→ **Records supplied**
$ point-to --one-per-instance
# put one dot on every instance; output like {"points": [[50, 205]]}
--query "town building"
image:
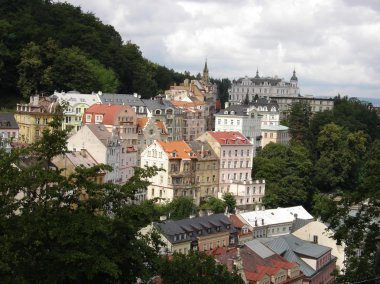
{"points": [[273, 222], [120, 120], [206, 170], [172, 117], [148, 130], [244, 234], [315, 261], [176, 158], [235, 154], [262, 87], [241, 118], [34, 117], [258, 264], [69, 161], [318, 233], [194, 122], [316, 104], [74, 104], [8, 127], [200, 233], [103, 145], [202, 90], [132, 100], [275, 134]]}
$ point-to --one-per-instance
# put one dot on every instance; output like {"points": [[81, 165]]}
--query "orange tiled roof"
{"points": [[109, 112], [181, 148], [141, 122], [229, 137], [236, 221], [161, 125], [187, 104]]}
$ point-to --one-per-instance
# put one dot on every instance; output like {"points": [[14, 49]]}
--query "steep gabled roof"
{"points": [[180, 148], [8, 121], [229, 137], [109, 112]]}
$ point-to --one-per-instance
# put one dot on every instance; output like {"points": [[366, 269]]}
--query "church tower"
{"points": [[205, 77], [294, 79]]}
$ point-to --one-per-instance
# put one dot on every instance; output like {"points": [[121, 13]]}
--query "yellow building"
{"points": [[34, 117]]}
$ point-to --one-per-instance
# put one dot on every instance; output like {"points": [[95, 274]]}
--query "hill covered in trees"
{"points": [[47, 46], [332, 167]]}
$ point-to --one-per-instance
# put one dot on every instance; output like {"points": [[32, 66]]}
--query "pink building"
{"points": [[235, 153], [194, 121], [121, 121]]}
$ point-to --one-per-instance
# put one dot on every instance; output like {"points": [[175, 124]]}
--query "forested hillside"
{"points": [[332, 167], [46, 46]]}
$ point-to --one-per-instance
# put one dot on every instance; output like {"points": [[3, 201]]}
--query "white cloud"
{"points": [[333, 44]]}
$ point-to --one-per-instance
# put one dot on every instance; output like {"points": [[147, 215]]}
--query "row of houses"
{"points": [[284, 256]]}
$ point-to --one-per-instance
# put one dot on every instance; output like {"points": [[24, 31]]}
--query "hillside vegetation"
{"points": [[47, 46]]}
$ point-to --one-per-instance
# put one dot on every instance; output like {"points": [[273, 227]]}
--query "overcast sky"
{"points": [[334, 45]]}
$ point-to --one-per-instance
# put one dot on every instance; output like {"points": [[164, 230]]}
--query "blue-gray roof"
{"points": [[292, 248], [188, 229], [8, 121]]}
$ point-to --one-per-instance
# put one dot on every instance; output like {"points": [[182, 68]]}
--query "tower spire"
{"points": [[257, 73], [205, 73]]}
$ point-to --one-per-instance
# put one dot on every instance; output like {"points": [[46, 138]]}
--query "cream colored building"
{"points": [[274, 133], [33, 118], [317, 232]]}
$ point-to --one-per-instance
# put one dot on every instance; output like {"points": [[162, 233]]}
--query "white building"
{"points": [[102, 145], [273, 222], [77, 104], [262, 87], [241, 118], [275, 133], [178, 177]]}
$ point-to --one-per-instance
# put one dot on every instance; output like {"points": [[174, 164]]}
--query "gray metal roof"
{"points": [[238, 109], [292, 248], [8, 121], [299, 223], [259, 248], [120, 99], [188, 228]]}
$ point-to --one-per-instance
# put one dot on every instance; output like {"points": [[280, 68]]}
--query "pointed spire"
{"points": [[257, 73], [205, 73], [294, 77]]}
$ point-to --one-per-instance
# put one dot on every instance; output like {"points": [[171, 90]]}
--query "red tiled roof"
{"points": [[236, 221], [109, 112], [161, 125], [229, 137], [141, 122], [187, 104], [180, 147]]}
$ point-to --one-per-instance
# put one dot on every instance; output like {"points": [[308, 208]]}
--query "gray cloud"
{"points": [[332, 43]]}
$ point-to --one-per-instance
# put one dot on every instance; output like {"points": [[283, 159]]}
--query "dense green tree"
{"points": [[339, 153], [223, 85], [287, 172], [213, 204], [196, 267], [50, 232], [299, 121], [181, 207], [353, 217], [119, 67], [230, 202]]}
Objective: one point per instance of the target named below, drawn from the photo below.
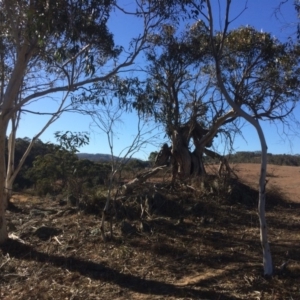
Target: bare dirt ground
(190, 245)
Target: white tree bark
(217, 52)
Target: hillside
(190, 245)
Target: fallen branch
(140, 178)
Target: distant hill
(101, 157)
(95, 157)
(238, 157)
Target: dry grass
(192, 245)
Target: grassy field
(200, 243)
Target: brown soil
(190, 245)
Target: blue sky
(260, 14)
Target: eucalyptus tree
(259, 77)
(183, 98)
(53, 48)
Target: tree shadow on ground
(99, 271)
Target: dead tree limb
(140, 178)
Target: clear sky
(260, 14)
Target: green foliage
(71, 141)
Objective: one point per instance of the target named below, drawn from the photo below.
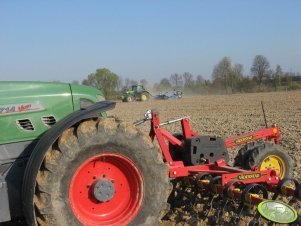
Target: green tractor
(135, 93)
(63, 161)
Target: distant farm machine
(135, 93)
(64, 161)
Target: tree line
(226, 78)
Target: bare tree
(199, 80)
(144, 82)
(260, 68)
(188, 80)
(221, 72)
(235, 76)
(176, 80)
(278, 75)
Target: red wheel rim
(126, 199)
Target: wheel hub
(104, 190)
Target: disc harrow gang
(247, 194)
(205, 160)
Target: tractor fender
(46, 140)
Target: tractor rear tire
(144, 96)
(129, 99)
(102, 172)
(266, 156)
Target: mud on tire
(102, 137)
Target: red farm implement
(261, 168)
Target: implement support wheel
(102, 172)
(265, 156)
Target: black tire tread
(256, 154)
(48, 210)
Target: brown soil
(225, 116)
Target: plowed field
(225, 116)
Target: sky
(67, 40)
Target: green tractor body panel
(27, 109)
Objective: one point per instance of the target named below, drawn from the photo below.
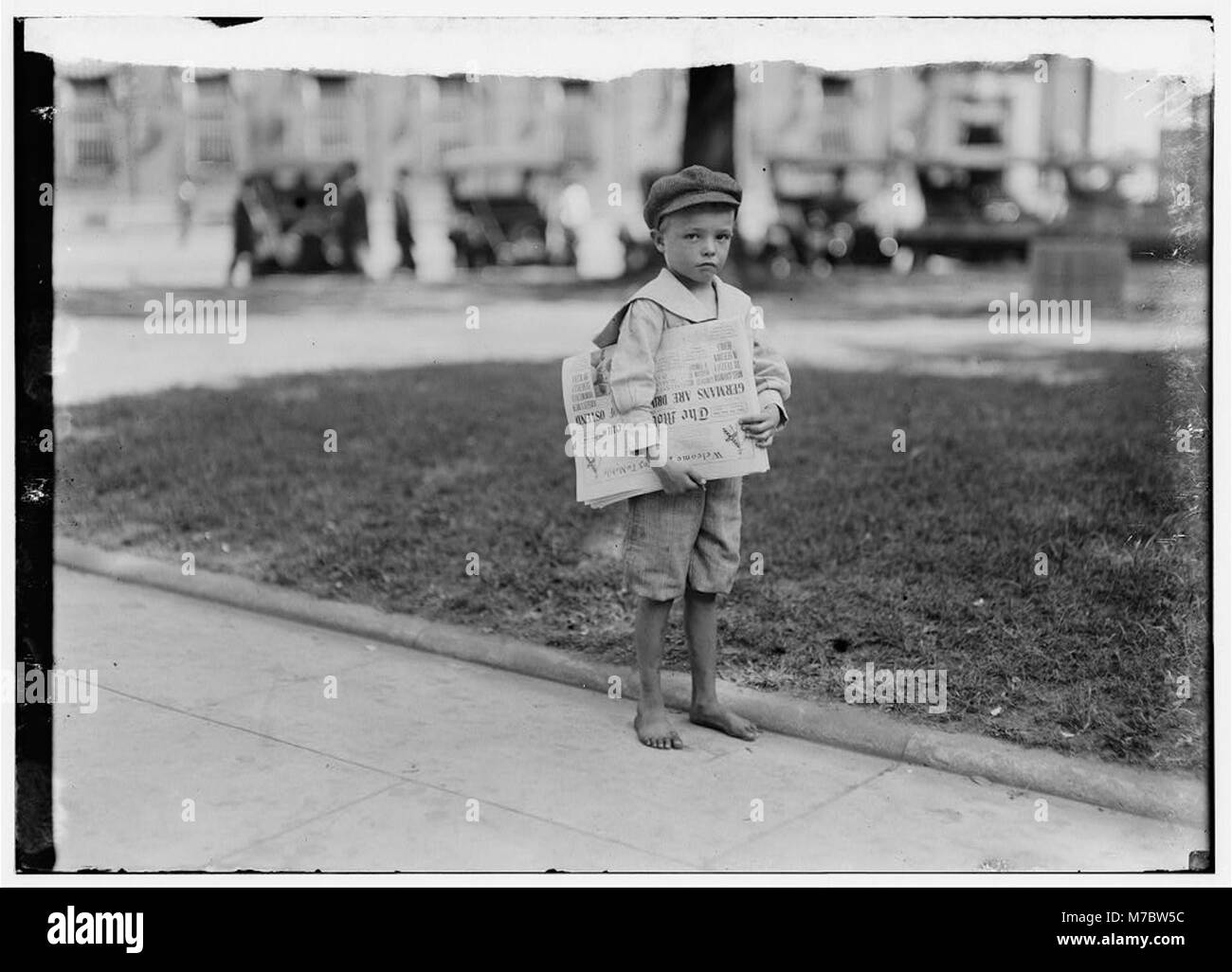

→ **Requirements**
Gather every line of the records that contains the string "gray", matching case exactly, and copy each line in full.

→ **Response to the exercise**
--query "blue-gray roof"
--query "gray metal roof"
--query "gray cloud"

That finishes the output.